Oct 29 2011

Hello Maven Central

With version 2.7.1, docx4j – a library for manipulating Word docx, Powerpoint pptx, and Excel xlsx xml files in Java – and all its dependencies, are available from Maven Central.

This makes it really easy to get going with docx4j.  With Eclipse and m2eclipse installed, you just add docx4j, and you’re done.  No need to mess around with manually installing jars, setting class paths etc.

This post demonstrates that, starting with a fresh OS (Win 7 is used, but these steps would work equally well on OSX or Linux).

Step 1 – Install the JDK

For the purposes of this article, I used JDK 7, but docx4j works with Java 6 and 1.5.

Step 2 – Install Eclipse Indigo (3.7.1)

I normally download the version for J2EE developers. Unzip it and run eclipse

Step 3 – Install m2eclipse.

In Eclipse, click Help > Install New Software.

Type “http://download.eclipse.org/technology/m2e/releases” in the “Work with” field as shown:

then follow the prompts.

Step 4 – Create your Maven project

In Eclipse, File > New > Project.., then choose Maven project

You should see:

Check “Create a simple project (skip archetype selection)” then press next.

Allocate group and artifact id (what you choose as your artifact id will become the name of your new project in Eclipse):

Press finish

This will create a project with directories using Maven conventions:

(Note: If your starting point is a new or existing Java project in Eclipse, you can right click on the project, then choose Configure > Convert to Maven project)

* _SUPPLIED MATERIAL_

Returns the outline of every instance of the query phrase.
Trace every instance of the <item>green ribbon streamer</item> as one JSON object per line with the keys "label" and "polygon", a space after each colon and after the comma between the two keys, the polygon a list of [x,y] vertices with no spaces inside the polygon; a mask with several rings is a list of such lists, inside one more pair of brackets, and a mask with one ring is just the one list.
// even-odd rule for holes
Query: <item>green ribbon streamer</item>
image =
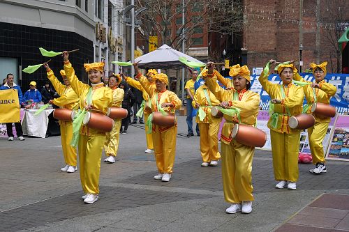
{"label": "green ribbon streamer", "polygon": [[201,77],[202,77],[202,74],[204,73],[204,71],[205,70],[207,70],[207,68],[206,68],[206,67],[205,67],[200,72],[200,74],[198,75],[198,77],[196,77],[196,82],[198,82],[199,79],[201,78]]}
{"label": "green ribbon streamer", "polygon": [[151,134],[151,130],[153,129],[153,123],[151,122],[153,121],[153,114],[154,113],[150,114],[148,120],[147,120],[145,123],[145,125],[148,127],[147,134]]}
{"label": "green ribbon streamer", "polygon": [[127,67],[127,66],[131,66],[132,65],[132,63],[131,62],[121,62],[121,61],[112,61],[112,63],[114,64],[117,64],[119,66],[125,66],[125,67]]}
{"label": "green ribbon streamer", "polygon": [[45,104],[43,106],[42,106],[41,107],[40,107],[39,109],[38,109],[36,111],[36,112],[35,112],[34,114],[34,116],[37,116],[40,113],[41,113],[42,111],[43,111],[44,110],[46,109],[46,108],[47,108],[48,107],[50,106],[50,104]]}
{"label": "green ribbon streamer", "polygon": [[[92,104],[92,88],[89,89],[89,92],[86,95],[86,102],[89,105]],[[79,109],[73,121],[73,139],[70,145],[74,148],[77,146],[77,143],[79,142],[79,138],[80,137],[80,130],[87,112],[86,109],[82,109],[82,111]]]}
{"label": "green ribbon streamer", "polygon": [[137,111],[135,116],[142,118],[143,116],[143,113],[144,112],[144,107],[145,107],[145,100],[143,100],[142,101],[142,104],[140,105],[140,109]]}
{"label": "green ribbon streamer", "polygon": [[39,50],[40,50],[40,52],[41,52],[41,54],[43,56],[47,56],[47,57],[53,57],[53,56],[58,56],[58,55],[60,55],[62,54],[62,52],[53,52],[53,51],[49,52],[49,51],[44,49],[42,47],[39,47]]}
{"label": "green ribbon streamer", "polygon": [[22,71],[29,74],[31,74],[35,71],[36,71],[42,65],[43,65],[42,63],[35,65],[28,65],[28,67],[22,70]]}
{"label": "green ribbon streamer", "polygon": [[205,63],[201,63],[201,62],[195,62],[195,61],[190,61],[186,59],[186,58],[181,56],[178,59],[178,60],[185,64],[186,65],[191,67],[191,68],[201,68],[204,67],[206,65]]}

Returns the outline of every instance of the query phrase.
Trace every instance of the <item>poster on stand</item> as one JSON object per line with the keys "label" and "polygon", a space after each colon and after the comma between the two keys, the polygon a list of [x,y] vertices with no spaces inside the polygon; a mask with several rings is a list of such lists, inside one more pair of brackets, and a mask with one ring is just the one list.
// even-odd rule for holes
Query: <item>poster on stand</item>
{"label": "poster on stand", "polygon": [[338,116],[326,159],[349,161],[349,115]]}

* _WHAT TO WORK ON_
[1] According to the docx4j Maven Central post, which Java versions does docx4j work with besides JDK 7?
[2] Resume the docx4j Maven Central post, writing onward from its final sentence.

* _RESPONSES FOR EACH TASK_
[1] Java 6 and 1.5.

[2]
Step 5 – Add docx4j to your POM

Double Click on pom.xml

Next click on the dependencies tab, then click the “add dependency” button, and enter the docx4j coordinates as shown in the image below:

The result is this pom:


<project xmlns="http://maven.apache.org/POM/4.0.0" xmlns:xsi="http://www.w3.org/2001/XMLSchema-instance" xsi:schemaLocation="http://maven.apache.org/POM/4.0.0 http://maven.apache.org/xsd/maven-4.0.0.xsd">
  <modelVersion>4.0.0</modelVersion>
  <groupId>mygroup</groupId>
  <artifactId>myartifact</artifactId>
  <version>0.0.1-SNAPSHOT</version>
  <dependencies>
  	<dependency>
  		<groupId>org.docx4j</groupId>
  		<artifactId>docx4j</artifactId>
  		<version>2.7.1</version>
  	</dependency>
  </dependencies>
</project>

Ctrl-S to save it.

m2eclipse may take some time to download the dependencies.

When it has finished, you should be able to see them:

Step 6 – Create HelloMavenCentral.java

If you made a Maven project as per step 4 above, you should already have src/main/java on your build path.

If not, create the folder and add it.

Now add a new class:

import org.docx4j.openpackaging.packages.WordprocessingMLPackage;

public class HelloMavenCentral {

	public static void main(String[] args) throws Exception {
		
		WordprocessingMLPackage wordMLPackage = WordprocessingMLPackage.createPackage();
		
		wordMLPackage.getMainDocumentPart()
			.addStyledParagraphOfText("Title", "Hello Maven Central");

		wordMLPackage.getMainDocumentPart().addParagraphOfText("from docx4j!");
				
		// Now save it 
		wordMLPackage.save(new java.io.File(System.getProperty("user.dir") + "/helloMavenCentral.docx") );
		
	}	
}

Step 7 – Click Run

When you click run, all being well, a new docx called helloMavenCentral.docx will be saved.

You can open it in Word (or anything else which can read docx), or unzip it to inspect its contents.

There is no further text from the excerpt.